(Reading passage begins)
While other women are out shopping for bargains today, we’re staying home to masturbate on cam. Yes, I planned it that way deliberately to target the men in the states who stay home jacking off to internet porn while the wimmin-folk are out in the malls blowing money.

I’m sure many of those women would call me evil, exploiting the Thanksgiving holiday for profit by appealing to people’s “base” instincts. Leading their men-folk astray and causing them to cyber-cheat while their loving wives are out dutifully blowing wads of dough.

Can you tell I think that’s all a crock of shit? The way the chaste and moral crowd points their fingers at whores like me while they’re out TRAMPLING PEOPLE TO DEATH for Black Friday bargains?

A worker died after being trampled and a woman miscarried when hundreds of shoppers smashed through the doors of a Long Island Wal-Mart Friday morning, witnesses said.

The unidentified worker, employed as an overnight stock clerk, tried to hold back the unruly crowds just after the Valley Stream store opened at 5 a.m.
(Reading passage ends)
(Data under study begins)
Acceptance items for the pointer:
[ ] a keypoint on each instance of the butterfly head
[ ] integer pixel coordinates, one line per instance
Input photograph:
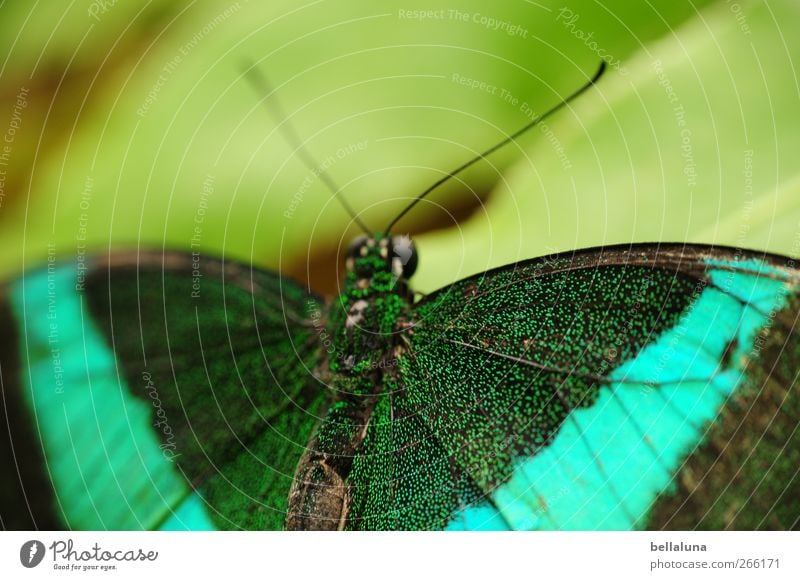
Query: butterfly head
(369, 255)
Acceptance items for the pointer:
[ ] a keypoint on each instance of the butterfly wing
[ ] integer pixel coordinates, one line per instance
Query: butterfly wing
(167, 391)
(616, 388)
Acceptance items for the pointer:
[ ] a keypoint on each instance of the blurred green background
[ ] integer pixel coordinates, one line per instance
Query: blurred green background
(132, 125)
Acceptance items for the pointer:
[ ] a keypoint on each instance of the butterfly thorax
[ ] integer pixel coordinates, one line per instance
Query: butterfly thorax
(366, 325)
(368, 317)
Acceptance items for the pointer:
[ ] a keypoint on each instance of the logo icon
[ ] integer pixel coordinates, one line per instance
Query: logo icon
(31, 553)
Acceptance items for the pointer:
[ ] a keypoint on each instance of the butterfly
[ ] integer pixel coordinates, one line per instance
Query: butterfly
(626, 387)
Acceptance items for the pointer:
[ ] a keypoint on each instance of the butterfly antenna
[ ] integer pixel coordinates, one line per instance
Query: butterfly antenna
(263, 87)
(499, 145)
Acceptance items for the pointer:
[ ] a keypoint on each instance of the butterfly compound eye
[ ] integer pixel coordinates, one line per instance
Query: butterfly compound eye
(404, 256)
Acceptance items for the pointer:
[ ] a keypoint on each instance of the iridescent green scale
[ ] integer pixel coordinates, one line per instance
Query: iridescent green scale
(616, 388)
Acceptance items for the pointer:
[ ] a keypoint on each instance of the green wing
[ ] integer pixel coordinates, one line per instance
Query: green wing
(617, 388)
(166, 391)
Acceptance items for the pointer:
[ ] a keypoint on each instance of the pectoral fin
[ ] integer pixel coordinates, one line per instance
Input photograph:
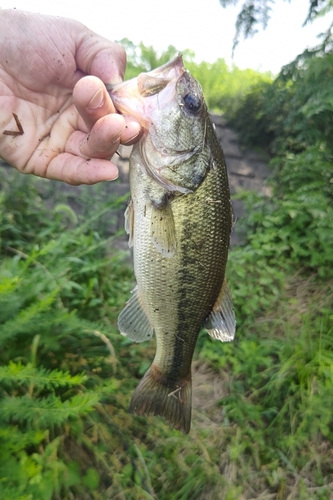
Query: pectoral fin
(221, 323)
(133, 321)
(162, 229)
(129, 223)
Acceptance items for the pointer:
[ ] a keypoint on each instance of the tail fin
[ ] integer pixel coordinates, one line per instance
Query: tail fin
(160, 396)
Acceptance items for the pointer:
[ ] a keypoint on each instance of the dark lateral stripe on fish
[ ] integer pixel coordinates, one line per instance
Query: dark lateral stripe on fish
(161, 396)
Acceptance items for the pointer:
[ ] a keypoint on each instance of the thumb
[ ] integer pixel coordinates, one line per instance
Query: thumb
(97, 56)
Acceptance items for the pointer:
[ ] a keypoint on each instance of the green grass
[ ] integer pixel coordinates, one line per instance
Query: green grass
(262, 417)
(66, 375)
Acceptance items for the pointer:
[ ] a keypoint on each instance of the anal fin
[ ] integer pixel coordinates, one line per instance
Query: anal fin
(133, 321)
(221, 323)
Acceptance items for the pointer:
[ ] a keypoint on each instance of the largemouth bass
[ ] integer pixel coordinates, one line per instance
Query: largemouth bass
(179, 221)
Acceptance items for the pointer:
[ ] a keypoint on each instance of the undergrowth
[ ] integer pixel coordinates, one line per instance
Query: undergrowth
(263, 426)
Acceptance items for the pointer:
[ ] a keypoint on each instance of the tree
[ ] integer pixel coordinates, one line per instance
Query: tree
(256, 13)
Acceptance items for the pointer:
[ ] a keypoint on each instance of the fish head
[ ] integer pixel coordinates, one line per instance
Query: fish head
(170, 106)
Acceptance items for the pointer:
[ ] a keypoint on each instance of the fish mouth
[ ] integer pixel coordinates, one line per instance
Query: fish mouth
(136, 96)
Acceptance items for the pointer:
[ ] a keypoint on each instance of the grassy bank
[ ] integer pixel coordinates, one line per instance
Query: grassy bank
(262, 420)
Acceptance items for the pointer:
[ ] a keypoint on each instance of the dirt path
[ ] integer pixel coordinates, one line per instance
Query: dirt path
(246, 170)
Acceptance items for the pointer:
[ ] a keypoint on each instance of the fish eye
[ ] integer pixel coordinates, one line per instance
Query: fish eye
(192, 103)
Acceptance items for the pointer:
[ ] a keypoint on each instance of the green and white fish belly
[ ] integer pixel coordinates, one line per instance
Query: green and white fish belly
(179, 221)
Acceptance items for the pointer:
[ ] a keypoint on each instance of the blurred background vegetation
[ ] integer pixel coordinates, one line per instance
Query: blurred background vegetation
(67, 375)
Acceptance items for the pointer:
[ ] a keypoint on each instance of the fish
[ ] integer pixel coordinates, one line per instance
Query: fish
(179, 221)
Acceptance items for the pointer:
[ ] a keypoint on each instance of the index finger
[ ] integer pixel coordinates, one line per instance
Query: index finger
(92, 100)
(Data under study ends)
[Problems to work on]
• A. Print the part of the Black Friday post that begins at the words "While other women" and stops after the words "morning, witnesses said.".
• B. According to the Black Friday post, what job did the worker at the Valley Stream store hold?
• C. Finish out the next part of the Black Friday post, picking up after its last sentence.

[Answers to this exercise]
• A.
While other women are out shopping for bargains today, we’re staying home to masturbate on cam. Yes, I planned it that way deliberately to target the men in the states who stay home jacking off to internet porn while the wimmin-folk are out in the malls blowing money.

I’m sure many of those women would call me evil, exploiting the Thanksgiving holiday for profit by appealing to people’s “base” instincts. Leading their men-folk astray and causing them to cyber-cheat while their loving wives are out dutifully blowing wads of dough.

Can you tell I think that’s all a crock of shit? The way the chaste and moral crowd points their fingers at whores like me while they’re out TRAMPLING PEOPLE TO DEATH for Black Friday bargains?

A worker died after being trampled and a woman miscarried when hundreds of shoppers smashed through the doors of a Long Island Wal-Mart Friday morning, witnesses said.

• B. An overnight stock clerk.

• C.
Witnesses said the surging throngs of shoppers knocked the man down. He fell and was stepped on. As he gasped for air, shoppers ran over and around him.

As far as I know, no one has ever had a miscarriage watching porn, so take THAT family values!

I break out into a cold sweat whenever I hear about and imagine crowds-gone-wild; all of those sports arena horror stories and such make me crap my pants; I am deathly afraid of the mob, of our basest, wild-eyed instincts stomping the fuck out of each other. Of having the breath crushed out of me.

We were watching one of those MOST SHOCKING CRAZY-ASS THINGS CAUGHT ON VIDEO shows the other night showing a riot in Vancouver after a hockey game; people running amok, setting shit on fire, overturning cop cars, smashing into storefronts, etc. It’s just bizarre to me that people are so scared by PORN and do so much to try to censor it out of existence, but no one ever says we should stop allowing mass-attendance at sporting events, or we should ban sports all together. It’s a stupid proposal, I guess, but one that makes WAY MORE SENSE than getting rid of porn or continuing all the lame-ass crackdowns on sex work in general.

People are fucking insane, especially when they’re in large groups where they feel no personal responsibility for the damage that can be done by the mad power of the unstoppable horde.

On that note, I must now prepare myself for the unruly, anonymous crowds that might attend my webcam show in a couple of hours. But no matter how badly they behave, it couldn’t possibly be as unpleasant as SHOPPING today.

Thanks to Delia for the heads up on today’s trampling death.

I'm Totally Mental!!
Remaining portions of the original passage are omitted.